#### Texte fourni
Or, votre commission juge difficilement acceptable tant cette décision arbitraire du gouvernement qui nuit par ailleurs gravement au bon fonctionnement du paritarisme, que ses modalités de financement, qui l'assimilent à une véritable " usine à gaz ", difficilement compréhensible même par les spécialistes...

Il fait en effet intervenir pas moins de six sources de financement
, pour un coût total évalué à environ 65 milliards de francs en 2000 26( * ) , et 110 milliards de francs à partir de 2002 :

- l'affectation d'une partie du produit du droit de consommation sur les tabacs manufacturés ;

- le produit de la nouvelle contribution sociale sur les entreprises 27( * ) ;

- le produit de l'extension de l'assiette de la taxe générale sur les activités polluantes (TGAP) ;

- une contribution du budget de l'emploi ;

- le produit de la taxation des heures supplémentaires prévue par la " seconde loi sur les 35 heures ", et initialement destinée à constituer une réserve de trésorerie ;

- et enfin l'affectation d'une partie du produit des droits sur les alcools.
########
#### Données sources
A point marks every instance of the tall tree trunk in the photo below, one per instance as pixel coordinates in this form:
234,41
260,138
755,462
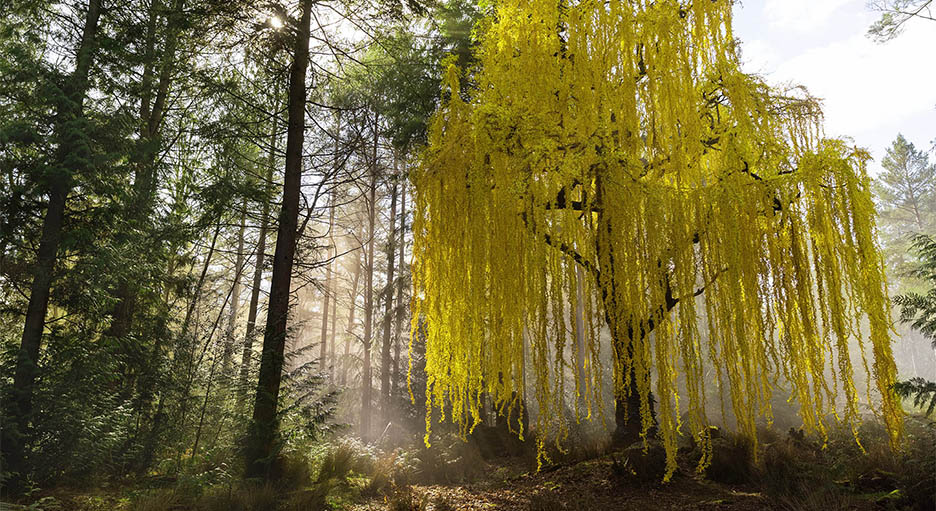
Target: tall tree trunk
152,112
228,351
367,384
328,283
352,308
580,380
627,416
178,358
260,448
69,159
385,351
259,260
400,308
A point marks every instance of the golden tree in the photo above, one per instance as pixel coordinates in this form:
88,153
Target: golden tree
611,157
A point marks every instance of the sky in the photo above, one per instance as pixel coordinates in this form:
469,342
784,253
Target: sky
870,91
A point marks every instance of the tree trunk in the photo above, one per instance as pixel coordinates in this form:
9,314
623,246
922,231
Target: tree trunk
152,111
69,159
400,310
580,380
259,260
627,418
349,330
261,444
147,393
367,384
228,351
323,353
385,351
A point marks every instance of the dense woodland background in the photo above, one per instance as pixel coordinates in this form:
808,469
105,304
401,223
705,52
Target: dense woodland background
154,157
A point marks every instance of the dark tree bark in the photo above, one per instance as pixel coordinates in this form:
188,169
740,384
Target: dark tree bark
366,378
228,350
151,114
385,348
257,284
263,434
70,157
627,417
323,353
352,308
400,307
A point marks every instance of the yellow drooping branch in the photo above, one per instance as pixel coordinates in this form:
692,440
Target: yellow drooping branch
621,138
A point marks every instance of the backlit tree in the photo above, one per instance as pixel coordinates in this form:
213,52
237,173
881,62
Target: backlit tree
618,142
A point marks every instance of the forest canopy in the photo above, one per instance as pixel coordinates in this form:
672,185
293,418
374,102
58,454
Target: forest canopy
613,156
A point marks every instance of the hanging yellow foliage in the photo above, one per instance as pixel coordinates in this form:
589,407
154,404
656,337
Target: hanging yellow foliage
612,153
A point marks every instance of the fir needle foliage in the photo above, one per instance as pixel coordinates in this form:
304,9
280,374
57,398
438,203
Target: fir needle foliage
621,137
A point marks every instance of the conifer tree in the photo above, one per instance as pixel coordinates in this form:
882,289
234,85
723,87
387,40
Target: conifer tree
622,138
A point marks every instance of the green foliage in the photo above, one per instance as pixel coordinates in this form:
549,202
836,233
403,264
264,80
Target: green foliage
906,200
921,391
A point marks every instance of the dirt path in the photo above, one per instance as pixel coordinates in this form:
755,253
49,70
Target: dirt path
589,485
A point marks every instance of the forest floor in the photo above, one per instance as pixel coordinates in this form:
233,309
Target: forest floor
587,485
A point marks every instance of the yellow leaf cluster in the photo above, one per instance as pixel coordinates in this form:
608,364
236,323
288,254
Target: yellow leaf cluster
616,148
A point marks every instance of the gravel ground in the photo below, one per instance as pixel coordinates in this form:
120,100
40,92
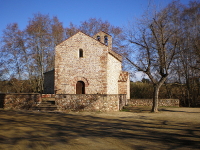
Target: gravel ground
171,128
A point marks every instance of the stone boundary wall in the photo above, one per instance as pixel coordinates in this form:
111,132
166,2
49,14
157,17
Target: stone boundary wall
149,102
19,101
90,102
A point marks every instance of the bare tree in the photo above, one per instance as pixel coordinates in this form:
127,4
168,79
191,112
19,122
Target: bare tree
156,40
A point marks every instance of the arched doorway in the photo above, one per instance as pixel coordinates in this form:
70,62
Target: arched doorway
80,87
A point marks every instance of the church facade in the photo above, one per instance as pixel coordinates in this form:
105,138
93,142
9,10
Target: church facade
87,65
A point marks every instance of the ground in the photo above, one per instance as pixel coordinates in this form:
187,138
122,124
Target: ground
171,128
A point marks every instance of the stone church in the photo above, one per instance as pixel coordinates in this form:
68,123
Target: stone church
87,65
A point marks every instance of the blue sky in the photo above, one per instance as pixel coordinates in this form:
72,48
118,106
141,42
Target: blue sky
117,12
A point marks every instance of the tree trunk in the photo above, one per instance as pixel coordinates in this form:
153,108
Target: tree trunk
156,92
155,99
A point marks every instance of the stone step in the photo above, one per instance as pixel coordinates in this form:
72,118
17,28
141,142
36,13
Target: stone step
45,108
48,99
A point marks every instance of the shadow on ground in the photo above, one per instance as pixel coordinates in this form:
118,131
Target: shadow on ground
37,130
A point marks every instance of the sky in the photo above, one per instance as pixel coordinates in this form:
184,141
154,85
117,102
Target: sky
117,12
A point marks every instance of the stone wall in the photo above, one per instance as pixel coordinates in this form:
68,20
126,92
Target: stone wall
49,82
90,102
113,73
149,102
91,68
19,101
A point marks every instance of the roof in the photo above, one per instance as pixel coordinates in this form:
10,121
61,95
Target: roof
114,54
123,77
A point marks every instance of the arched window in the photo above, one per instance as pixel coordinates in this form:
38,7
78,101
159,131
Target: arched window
106,40
80,87
80,53
98,38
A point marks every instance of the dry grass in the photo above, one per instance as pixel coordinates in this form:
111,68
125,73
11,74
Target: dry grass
171,128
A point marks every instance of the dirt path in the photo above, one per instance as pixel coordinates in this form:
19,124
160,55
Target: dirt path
171,128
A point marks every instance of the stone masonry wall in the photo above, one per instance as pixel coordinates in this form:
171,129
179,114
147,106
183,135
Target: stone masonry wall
########
**Activité 1**
Reformulez plus brièvement le paragraphe du texte fourni qui commence par « Or, votre commission juge », en conservant ses faits essentiels.
**Activité 2**
Citez sans modification le passage du texte fourni compris entre « - le produit de la taxation » et « sur les alcools. », ces deux bornes incluses.

**Réponse attendue 1**
La commission juge difficilement acceptables à la fois la décision arbitraire du gouvernement, qui nuit gravement au bon fonctionnement du paritarisme, et ses modalités de financement, assimilées à une « usine à gaz » difficilement compréhensible même par les spécialistes.

**Réponse attendue 2**
- le produit de la taxation des heures supplémentaires prévue par la " seconde loi sur les 35 heures ", et initialement destinée à constituer une réserve de trésorerie ;

- et enfin l'affectation d'une partie du produit des droits sur les alcools.